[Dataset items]

########

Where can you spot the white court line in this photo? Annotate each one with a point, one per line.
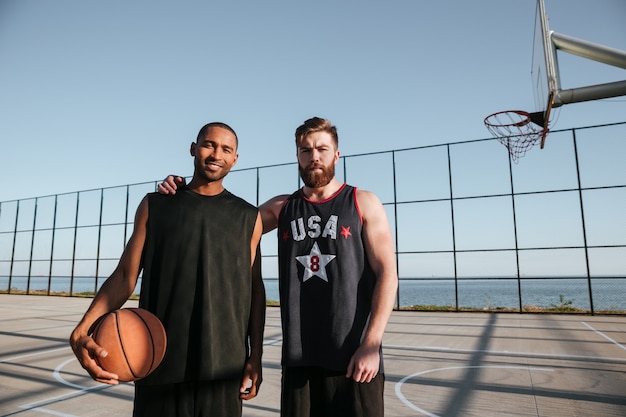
(409, 404)
(81, 391)
(503, 353)
(603, 335)
(43, 352)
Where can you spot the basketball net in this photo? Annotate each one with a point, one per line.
(515, 130)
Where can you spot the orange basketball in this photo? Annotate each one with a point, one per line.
(135, 340)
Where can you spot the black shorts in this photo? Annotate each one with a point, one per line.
(188, 399)
(317, 392)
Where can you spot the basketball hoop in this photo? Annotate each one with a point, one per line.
(517, 130)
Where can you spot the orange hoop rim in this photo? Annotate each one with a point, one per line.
(525, 118)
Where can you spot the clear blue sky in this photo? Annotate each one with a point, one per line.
(103, 93)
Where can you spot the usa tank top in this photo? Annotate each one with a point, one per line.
(325, 279)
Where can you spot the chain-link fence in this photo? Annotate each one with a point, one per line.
(472, 229)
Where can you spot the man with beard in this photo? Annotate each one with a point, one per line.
(199, 252)
(337, 281)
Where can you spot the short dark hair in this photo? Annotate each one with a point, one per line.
(202, 132)
(316, 124)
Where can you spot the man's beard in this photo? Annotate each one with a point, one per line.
(317, 179)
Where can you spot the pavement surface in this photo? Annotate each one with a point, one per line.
(436, 364)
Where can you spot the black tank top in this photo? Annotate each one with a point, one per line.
(325, 280)
(197, 280)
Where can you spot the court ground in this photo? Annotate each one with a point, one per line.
(437, 364)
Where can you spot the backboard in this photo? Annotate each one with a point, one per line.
(544, 72)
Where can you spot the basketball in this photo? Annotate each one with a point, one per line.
(135, 340)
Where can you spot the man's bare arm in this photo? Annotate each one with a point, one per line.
(380, 251)
(253, 376)
(270, 211)
(112, 295)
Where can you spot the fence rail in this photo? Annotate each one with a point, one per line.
(472, 229)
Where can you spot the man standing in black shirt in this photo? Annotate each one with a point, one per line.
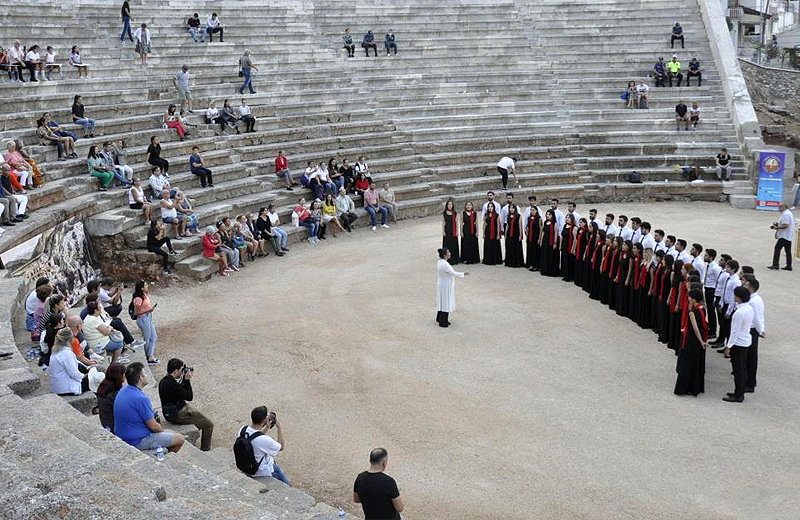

########

Take the entries above and restate them word for word, minus their images.

## RESPONSE TO THIS TASK
Where can you spot the white court line in this photo? Annotate each one with a point, one per line.
(409, 404)
(81, 391)
(503, 353)
(603, 335)
(43, 352)
Where can you spot the basketball net in this photo? Annotate each one with a point, one per line.
(515, 130)
Where can you spot the orange basketball in this photo? Annotate each one with a point, one per line.
(135, 340)
Where can you spot the black shorts in this photo? Annotate each one with a point, one per line.
(188, 399)
(317, 392)
Where can you spot the basketball hoop in this photo? Annotate each one with a point, one per line.
(517, 130)
Where can you spot the orange hoop rim in this photo? Annotate each one with a point, one per line.
(525, 118)
Where can you spot the clear blue sky in this photo? Annotate each one with a point, one per line.
(103, 93)
Where can you spot the usa tank top in this photo? Annotate each one with a point, one per line.
(325, 279)
Where can you spot the chain-link fence in this photo? Annotate each one with a point, one per line.
(472, 229)
Where can you spot the man with beard in this photo? Annotate each one with a point, one per line.
(199, 252)
(337, 281)
Where can you spot the short dark hair in this photo? Annotate each one with a point, one per line.
(202, 132)
(316, 124)
Where can you spot the man's beard in this photo? Annotate each one with a point, one per line.
(317, 179)
Where can you spot the pavement surface in this photo? Annotate each one with a point, one per line.
(436, 364)
Where can you spot the black tank top in this photo? Annotate each one with a point, one per line.
(325, 280)
(197, 280)
Where can you spot the court ground in this photo? Annotate each one with a point, one per line.
(437, 364)
Where can you spot the backboard in this photo? Annotate each one with a point, one per line.
(544, 72)
Where can you spot the basketball in this photo? Annotate each one with a point, one per line.
(135, 340)
Where can you spot the man's bare arm in this photo? Annotate each one with a point, one per line.
(380, 251)
(253, 376)
(270, 211)
(112, 295)
Where can you spot the fence rail in this photo? Annotate each one with a point, one per line.
(472, 229)
Where can you spot the man standing in black shirt in this photo? Annotate each one with a point, one per line.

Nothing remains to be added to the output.